Data for processing Start Marker
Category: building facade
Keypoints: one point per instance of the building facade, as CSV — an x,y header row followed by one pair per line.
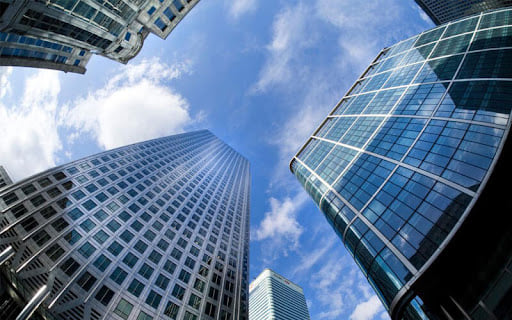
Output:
Data for processing End Marker
Data for processing Start Marker
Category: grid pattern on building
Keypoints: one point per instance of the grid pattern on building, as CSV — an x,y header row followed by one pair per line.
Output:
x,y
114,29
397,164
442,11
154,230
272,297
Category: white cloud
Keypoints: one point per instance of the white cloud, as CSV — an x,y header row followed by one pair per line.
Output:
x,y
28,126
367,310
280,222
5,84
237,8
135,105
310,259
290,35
Data for processing End Marker
**What you have to do:**
Each line above holding the string "Category" counts once; please report the total and nothing more.

**Final answer:**
3